(THE EXERCISE) Pick out and copy every line of the listing below that contains the string "vase". Case matters, so a line counts only if its letters match that string in uppercase and lowercase.

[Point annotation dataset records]
________________
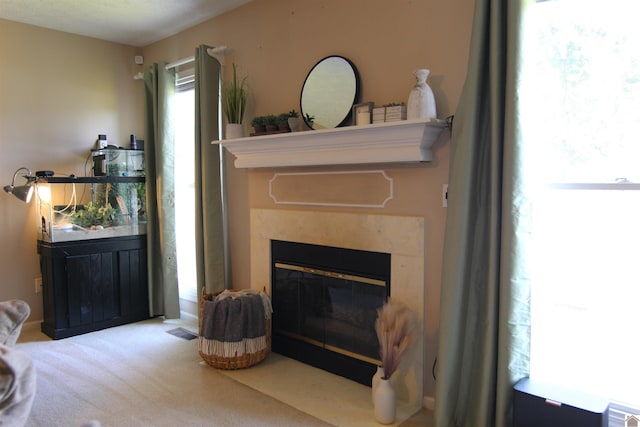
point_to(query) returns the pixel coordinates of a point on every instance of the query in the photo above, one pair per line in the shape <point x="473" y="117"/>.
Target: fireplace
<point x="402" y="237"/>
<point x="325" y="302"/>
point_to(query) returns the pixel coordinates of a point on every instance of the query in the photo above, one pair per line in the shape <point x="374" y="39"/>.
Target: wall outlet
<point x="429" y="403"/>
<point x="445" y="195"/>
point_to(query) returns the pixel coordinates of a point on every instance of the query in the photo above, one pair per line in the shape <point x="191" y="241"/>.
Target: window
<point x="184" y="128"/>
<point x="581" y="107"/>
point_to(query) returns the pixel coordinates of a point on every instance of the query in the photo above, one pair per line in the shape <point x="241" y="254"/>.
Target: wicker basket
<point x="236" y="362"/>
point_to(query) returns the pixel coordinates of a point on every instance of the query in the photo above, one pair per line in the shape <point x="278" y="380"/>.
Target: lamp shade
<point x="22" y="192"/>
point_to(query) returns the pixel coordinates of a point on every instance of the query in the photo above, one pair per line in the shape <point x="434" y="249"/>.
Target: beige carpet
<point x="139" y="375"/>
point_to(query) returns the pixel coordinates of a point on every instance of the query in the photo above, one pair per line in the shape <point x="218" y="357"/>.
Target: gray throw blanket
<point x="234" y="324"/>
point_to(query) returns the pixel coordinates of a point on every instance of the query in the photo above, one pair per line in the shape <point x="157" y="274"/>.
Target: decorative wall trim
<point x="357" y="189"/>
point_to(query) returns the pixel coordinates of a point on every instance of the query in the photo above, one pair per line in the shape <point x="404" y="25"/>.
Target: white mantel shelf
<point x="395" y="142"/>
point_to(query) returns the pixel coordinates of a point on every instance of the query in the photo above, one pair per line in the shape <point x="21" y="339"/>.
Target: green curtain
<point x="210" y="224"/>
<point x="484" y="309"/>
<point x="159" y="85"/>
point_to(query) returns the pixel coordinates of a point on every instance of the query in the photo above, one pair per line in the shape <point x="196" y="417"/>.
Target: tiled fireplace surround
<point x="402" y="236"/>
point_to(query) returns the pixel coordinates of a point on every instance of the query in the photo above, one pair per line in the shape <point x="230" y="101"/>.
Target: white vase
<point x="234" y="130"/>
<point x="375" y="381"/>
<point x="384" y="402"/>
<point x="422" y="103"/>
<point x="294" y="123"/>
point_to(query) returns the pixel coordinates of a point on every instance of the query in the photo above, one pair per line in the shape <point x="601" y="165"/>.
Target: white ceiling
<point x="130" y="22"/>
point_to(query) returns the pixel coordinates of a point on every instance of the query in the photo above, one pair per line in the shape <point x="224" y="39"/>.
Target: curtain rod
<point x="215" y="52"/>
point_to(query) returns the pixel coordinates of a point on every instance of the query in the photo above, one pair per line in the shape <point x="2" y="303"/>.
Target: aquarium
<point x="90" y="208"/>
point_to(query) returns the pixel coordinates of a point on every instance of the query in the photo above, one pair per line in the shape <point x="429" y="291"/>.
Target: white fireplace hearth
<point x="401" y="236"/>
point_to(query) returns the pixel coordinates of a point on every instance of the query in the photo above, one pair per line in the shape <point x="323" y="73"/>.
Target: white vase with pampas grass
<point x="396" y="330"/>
________________
(SOLUTION TO THE PROBLEM)
Target: white vase
Target: white vase with pampas grass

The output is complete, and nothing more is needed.